From the top of the entries below through the line containing "64L78 70L65 65L60", return every line exactly as written, please, and stop there.

▶ [Saved data entries]

##############################

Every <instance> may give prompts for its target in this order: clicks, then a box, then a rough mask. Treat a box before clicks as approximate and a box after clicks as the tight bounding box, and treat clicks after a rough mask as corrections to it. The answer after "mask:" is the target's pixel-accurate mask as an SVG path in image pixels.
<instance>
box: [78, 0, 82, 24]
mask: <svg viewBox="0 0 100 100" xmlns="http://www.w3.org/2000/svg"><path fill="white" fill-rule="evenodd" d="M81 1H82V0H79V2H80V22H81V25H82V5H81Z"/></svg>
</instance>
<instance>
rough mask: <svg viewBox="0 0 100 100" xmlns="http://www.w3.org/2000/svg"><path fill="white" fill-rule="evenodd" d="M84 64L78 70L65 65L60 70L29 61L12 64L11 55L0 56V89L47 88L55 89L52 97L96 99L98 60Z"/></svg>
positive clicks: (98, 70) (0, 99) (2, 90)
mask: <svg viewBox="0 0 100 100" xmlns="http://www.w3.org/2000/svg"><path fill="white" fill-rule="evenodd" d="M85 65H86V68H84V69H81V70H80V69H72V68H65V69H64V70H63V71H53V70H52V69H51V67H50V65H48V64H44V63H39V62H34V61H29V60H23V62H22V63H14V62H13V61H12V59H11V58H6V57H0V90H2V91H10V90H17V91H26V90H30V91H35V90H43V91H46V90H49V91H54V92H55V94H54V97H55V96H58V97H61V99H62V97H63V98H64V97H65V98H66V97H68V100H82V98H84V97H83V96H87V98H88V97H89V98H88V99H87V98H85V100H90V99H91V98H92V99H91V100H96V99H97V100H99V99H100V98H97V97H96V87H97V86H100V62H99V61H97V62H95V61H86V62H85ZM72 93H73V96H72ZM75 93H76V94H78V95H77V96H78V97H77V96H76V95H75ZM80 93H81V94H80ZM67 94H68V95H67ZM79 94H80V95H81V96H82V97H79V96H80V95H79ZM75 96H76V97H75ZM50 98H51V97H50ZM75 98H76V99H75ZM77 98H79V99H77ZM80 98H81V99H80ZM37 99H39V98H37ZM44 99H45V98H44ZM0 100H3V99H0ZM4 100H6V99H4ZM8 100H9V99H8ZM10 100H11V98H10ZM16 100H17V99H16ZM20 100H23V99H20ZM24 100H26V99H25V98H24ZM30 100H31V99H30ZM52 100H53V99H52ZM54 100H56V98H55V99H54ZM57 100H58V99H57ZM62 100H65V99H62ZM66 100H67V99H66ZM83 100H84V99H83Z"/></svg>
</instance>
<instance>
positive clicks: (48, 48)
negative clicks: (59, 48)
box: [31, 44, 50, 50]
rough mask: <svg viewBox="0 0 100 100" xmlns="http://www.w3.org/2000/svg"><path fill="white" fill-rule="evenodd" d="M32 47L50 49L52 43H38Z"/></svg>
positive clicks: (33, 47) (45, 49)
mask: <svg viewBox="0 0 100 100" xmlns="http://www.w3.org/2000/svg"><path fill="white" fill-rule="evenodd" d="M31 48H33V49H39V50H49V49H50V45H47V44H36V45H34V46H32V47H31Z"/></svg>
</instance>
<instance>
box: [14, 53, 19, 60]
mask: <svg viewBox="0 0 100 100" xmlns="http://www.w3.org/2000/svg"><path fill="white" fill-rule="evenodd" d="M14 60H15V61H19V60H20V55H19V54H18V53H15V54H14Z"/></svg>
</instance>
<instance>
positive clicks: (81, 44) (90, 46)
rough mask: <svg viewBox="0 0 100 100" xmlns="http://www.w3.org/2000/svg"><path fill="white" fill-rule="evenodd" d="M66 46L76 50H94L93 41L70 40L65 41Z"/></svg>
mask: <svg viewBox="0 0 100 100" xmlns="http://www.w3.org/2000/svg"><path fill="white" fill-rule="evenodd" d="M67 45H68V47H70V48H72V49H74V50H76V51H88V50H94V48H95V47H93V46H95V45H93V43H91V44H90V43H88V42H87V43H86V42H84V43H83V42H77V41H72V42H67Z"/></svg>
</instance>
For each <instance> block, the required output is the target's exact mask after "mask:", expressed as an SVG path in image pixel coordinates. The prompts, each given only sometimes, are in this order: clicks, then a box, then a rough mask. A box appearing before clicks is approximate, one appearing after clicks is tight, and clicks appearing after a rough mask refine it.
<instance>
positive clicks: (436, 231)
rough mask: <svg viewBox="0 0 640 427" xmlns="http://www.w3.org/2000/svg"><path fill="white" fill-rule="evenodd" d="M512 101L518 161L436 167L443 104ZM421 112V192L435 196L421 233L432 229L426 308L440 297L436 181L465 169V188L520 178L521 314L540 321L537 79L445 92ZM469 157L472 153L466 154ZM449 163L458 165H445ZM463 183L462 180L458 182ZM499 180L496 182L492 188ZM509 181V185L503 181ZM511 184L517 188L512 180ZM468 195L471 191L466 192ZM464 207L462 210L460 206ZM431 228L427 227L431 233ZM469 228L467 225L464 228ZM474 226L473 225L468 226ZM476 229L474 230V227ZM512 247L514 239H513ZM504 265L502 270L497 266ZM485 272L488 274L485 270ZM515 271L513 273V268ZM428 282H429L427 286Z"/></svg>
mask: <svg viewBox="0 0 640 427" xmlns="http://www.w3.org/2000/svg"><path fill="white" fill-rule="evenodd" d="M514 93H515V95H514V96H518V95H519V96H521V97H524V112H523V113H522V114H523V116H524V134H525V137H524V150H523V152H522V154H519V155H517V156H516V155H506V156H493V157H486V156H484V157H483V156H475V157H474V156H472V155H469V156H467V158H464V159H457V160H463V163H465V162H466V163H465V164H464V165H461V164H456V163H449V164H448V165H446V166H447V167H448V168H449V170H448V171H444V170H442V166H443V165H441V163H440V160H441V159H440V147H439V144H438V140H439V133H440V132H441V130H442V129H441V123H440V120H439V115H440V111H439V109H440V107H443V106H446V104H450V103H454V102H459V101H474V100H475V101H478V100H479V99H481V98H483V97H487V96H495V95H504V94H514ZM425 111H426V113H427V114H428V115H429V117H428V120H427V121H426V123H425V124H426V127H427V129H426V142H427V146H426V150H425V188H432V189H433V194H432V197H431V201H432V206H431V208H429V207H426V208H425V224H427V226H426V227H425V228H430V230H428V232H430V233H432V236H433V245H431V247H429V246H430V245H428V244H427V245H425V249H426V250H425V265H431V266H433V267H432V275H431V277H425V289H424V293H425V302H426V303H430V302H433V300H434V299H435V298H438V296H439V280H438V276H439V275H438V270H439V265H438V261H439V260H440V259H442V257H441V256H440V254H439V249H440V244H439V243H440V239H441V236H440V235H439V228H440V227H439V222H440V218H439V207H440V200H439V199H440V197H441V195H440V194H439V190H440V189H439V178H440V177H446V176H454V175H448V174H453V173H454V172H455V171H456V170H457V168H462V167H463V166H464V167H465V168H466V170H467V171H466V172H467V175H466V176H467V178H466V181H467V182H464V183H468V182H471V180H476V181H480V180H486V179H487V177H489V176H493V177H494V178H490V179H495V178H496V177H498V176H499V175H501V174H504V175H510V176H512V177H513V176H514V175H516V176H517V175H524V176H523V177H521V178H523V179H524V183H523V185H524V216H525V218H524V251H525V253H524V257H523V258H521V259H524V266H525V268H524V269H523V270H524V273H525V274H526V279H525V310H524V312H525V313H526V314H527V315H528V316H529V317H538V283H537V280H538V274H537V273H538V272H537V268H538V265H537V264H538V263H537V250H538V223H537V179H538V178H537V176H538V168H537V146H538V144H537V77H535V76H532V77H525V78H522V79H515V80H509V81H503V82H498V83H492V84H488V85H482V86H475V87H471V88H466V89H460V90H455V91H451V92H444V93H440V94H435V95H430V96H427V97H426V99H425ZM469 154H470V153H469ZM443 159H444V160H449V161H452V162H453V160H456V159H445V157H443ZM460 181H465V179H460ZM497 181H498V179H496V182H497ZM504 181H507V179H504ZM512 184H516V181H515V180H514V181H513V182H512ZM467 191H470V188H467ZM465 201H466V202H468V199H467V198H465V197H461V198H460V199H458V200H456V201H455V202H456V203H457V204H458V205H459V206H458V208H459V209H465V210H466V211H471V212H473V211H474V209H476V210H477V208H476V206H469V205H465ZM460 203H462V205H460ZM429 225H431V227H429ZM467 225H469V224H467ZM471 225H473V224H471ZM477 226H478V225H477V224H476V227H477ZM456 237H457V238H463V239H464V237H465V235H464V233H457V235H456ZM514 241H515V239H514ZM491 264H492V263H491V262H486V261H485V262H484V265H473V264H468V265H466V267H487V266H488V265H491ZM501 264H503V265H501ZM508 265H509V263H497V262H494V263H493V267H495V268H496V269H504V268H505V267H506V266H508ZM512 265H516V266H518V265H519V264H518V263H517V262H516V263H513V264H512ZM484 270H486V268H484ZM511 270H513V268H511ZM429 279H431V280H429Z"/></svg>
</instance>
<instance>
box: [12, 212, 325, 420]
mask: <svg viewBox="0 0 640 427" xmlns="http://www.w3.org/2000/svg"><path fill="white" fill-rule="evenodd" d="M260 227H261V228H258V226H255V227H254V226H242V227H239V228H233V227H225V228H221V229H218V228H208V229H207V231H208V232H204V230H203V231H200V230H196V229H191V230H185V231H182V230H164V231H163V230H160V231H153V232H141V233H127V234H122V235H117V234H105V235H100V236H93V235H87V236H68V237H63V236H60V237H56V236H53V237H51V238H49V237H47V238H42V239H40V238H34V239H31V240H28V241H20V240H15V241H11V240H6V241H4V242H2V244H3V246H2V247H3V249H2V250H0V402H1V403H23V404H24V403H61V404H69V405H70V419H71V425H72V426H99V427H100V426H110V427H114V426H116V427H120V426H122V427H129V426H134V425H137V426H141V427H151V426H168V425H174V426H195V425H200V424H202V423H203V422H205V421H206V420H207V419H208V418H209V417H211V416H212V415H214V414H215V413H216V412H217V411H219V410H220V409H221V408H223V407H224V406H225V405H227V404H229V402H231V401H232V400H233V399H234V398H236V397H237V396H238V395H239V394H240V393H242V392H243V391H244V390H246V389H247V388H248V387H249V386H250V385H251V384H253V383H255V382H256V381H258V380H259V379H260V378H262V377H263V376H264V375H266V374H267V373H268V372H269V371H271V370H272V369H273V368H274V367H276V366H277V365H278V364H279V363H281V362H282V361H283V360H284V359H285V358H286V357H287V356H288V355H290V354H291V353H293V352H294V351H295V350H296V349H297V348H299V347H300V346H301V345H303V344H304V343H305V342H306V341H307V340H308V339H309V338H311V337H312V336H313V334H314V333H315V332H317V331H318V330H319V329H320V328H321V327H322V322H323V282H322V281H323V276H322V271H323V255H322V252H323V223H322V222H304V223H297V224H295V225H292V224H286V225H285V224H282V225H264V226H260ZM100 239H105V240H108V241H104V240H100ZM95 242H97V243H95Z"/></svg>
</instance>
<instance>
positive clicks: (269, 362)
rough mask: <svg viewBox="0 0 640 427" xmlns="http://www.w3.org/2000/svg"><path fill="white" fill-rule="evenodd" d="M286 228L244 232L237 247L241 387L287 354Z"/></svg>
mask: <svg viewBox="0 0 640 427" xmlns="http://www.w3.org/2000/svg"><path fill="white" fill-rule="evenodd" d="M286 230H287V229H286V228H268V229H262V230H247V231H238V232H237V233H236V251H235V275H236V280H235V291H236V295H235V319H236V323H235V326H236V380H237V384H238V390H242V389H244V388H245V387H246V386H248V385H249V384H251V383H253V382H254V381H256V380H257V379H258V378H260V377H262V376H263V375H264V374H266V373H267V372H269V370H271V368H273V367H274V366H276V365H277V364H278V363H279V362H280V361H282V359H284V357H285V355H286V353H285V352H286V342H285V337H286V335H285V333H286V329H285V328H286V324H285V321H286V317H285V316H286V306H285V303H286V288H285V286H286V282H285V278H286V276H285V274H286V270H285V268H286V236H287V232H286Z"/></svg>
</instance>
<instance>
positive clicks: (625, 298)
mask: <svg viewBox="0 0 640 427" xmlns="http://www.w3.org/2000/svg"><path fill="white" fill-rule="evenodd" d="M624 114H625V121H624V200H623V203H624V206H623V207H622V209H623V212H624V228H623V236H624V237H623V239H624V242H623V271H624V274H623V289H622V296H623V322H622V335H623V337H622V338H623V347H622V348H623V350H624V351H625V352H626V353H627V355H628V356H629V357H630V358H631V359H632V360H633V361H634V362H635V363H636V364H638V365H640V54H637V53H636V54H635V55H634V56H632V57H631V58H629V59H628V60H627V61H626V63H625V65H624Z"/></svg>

##############################

▶ [Answer to this task]
Every <instance> may give prompts for its target in this order: clicks, then a box, then a rough mask. Treat a box before clicks as approximate and a box after clicks as the tight bounding box, and treat clicks after a rough mask as corrections to it. The answer after "mask:" is the target's pixel-accurate mask as an SVG path in image pixels.
<instance>
box: [78, 0, 82, 24]
mask: <svg viewBox="0 0 100 100" xmlns="http://www.w3.org/2000/svg"><path fill="white" fill-rule="evenodd" d="M81 1H82V0H79V2H80V22H81V25H82V5H81Z"/></svg>
</instance>
<instance>
rough mask: <svg viewBox="0 0 100 100" xmlns="http://www.w3.org/2000/svg"><path fill="white" fill-rule="evenodd" d="M84 64L78 70L65 65L60 70L29 61L12 64L11 55L0 56V89L47 88L55 89L52 97L96 99L98 60Z"/></svg>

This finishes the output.